##### Supplied data

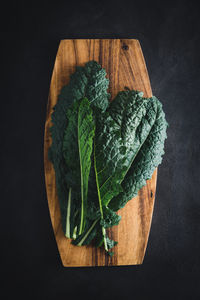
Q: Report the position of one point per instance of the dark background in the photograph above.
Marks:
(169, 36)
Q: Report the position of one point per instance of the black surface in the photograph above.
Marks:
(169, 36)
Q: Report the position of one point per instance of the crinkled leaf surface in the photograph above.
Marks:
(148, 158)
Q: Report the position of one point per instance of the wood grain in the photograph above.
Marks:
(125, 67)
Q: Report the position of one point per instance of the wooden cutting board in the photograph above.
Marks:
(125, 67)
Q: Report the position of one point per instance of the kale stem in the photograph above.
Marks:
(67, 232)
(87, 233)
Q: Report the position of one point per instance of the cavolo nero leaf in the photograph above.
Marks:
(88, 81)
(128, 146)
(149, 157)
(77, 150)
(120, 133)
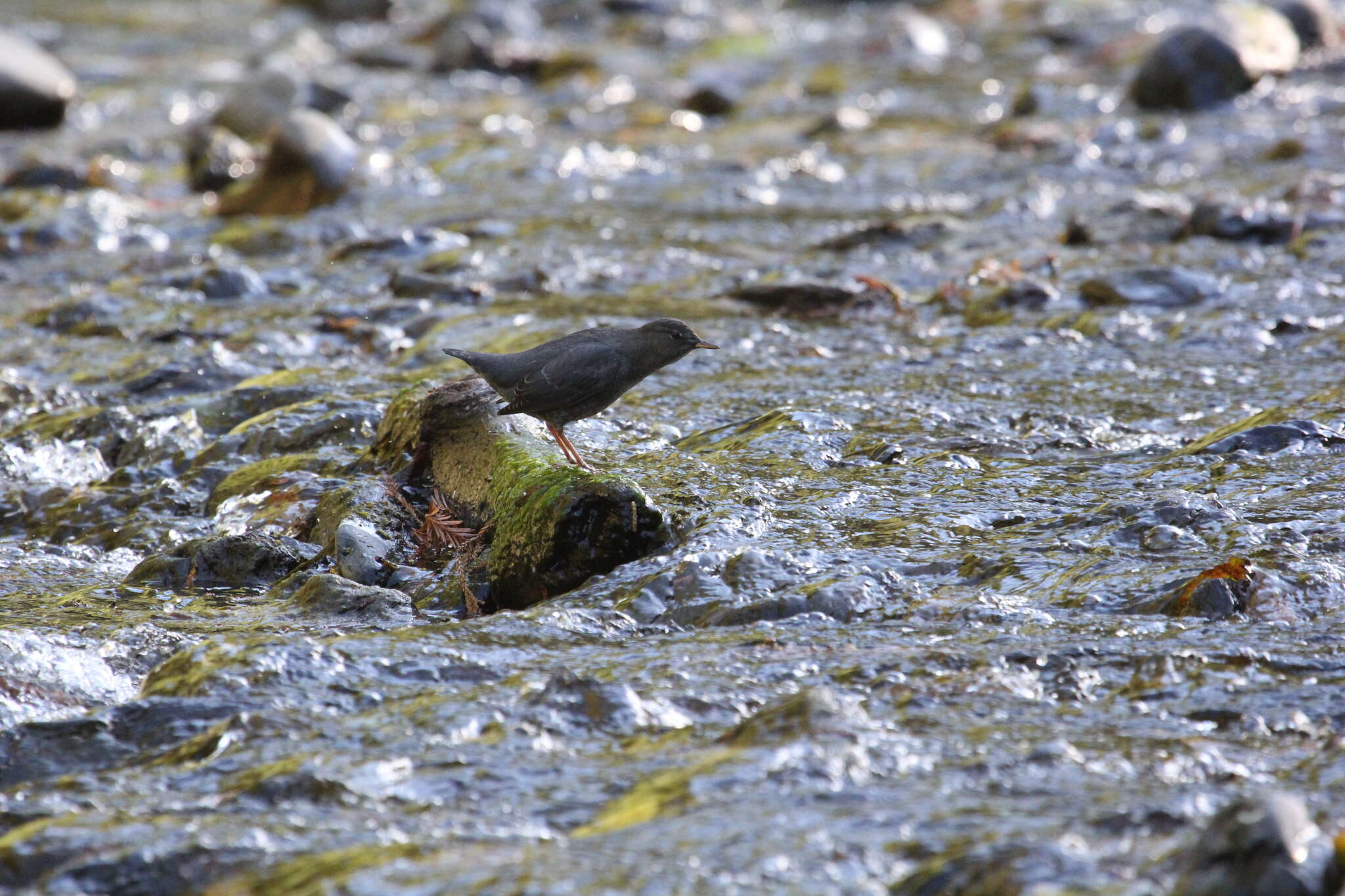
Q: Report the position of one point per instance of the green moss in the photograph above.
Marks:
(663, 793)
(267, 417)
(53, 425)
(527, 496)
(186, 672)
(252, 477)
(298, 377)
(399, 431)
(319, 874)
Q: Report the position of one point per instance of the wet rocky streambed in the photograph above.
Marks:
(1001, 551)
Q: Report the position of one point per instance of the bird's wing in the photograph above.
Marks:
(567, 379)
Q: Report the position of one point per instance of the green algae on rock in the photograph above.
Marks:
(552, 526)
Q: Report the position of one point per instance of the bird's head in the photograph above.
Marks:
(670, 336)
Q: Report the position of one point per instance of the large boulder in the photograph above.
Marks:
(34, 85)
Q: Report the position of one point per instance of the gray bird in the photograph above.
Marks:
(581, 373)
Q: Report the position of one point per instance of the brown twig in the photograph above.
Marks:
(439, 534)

##########
##### Supplied data

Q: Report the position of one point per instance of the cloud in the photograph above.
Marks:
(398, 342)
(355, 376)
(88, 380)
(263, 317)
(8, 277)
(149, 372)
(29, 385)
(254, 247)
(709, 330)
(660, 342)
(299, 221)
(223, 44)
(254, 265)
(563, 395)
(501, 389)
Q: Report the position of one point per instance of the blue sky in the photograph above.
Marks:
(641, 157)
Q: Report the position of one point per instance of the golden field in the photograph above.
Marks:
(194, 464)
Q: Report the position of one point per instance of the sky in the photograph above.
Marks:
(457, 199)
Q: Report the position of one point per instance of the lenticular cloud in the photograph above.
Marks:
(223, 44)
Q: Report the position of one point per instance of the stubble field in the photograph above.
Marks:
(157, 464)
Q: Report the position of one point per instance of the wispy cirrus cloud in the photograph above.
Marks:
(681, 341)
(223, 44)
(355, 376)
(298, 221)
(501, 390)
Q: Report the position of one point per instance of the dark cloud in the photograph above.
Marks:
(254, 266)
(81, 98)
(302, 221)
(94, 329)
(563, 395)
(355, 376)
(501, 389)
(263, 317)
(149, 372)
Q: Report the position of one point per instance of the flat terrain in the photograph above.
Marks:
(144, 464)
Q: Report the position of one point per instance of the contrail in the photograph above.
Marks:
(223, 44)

##########

State how many lines in the records above contain the word "green". Reply with the number alone.

Reply:
2